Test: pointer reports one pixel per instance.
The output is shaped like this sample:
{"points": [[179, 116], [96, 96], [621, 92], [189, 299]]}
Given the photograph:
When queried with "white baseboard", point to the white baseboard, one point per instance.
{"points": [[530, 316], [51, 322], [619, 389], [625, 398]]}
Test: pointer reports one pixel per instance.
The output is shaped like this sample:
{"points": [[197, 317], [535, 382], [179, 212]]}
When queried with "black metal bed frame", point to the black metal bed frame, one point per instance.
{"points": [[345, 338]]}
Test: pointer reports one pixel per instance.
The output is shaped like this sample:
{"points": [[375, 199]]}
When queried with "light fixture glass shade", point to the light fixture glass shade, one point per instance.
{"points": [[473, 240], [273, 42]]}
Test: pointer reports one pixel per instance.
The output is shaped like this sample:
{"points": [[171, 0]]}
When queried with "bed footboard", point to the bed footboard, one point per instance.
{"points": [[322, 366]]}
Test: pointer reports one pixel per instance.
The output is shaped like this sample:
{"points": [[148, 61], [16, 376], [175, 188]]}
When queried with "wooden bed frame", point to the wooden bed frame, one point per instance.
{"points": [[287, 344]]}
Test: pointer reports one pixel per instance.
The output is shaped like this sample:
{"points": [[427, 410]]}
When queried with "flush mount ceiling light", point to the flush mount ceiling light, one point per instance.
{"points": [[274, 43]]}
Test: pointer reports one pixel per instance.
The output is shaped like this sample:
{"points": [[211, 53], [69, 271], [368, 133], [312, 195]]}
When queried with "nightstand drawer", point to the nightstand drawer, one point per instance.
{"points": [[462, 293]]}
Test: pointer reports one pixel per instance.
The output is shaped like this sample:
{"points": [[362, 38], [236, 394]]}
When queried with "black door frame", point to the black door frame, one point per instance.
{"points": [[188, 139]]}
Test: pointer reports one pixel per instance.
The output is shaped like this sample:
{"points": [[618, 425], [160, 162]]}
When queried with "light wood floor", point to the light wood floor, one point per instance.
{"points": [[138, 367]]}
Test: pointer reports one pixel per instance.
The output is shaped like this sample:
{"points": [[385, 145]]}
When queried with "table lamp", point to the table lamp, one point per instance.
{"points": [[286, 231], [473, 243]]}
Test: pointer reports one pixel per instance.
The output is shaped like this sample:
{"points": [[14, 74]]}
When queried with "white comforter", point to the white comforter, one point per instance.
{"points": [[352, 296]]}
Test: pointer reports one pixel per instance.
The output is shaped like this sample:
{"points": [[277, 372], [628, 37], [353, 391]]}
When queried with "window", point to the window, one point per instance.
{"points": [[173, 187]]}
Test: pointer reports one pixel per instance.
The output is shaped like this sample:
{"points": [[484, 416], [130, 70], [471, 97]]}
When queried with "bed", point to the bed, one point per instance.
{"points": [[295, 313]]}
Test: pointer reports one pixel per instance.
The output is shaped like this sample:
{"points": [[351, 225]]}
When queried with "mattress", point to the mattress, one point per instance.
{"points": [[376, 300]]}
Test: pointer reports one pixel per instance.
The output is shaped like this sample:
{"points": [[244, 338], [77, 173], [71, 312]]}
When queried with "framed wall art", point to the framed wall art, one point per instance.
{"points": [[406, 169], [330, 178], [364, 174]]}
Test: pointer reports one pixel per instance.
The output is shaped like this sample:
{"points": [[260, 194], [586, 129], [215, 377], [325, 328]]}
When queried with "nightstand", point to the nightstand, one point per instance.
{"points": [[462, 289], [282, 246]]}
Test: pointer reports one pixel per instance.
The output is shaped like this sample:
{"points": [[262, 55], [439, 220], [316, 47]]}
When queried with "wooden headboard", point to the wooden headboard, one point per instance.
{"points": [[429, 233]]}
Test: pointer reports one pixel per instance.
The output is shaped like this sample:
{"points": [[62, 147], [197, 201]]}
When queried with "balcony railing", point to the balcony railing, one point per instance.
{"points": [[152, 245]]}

Task instructions: Gather every line of the records that contains the word "black", and copy each one. Case counts.

Exercise output:
When queried with "black metal bed frame", point to the black metal bed frame, one point per instance.
When queried with "black door frame", point to the black door frame, one point per instance.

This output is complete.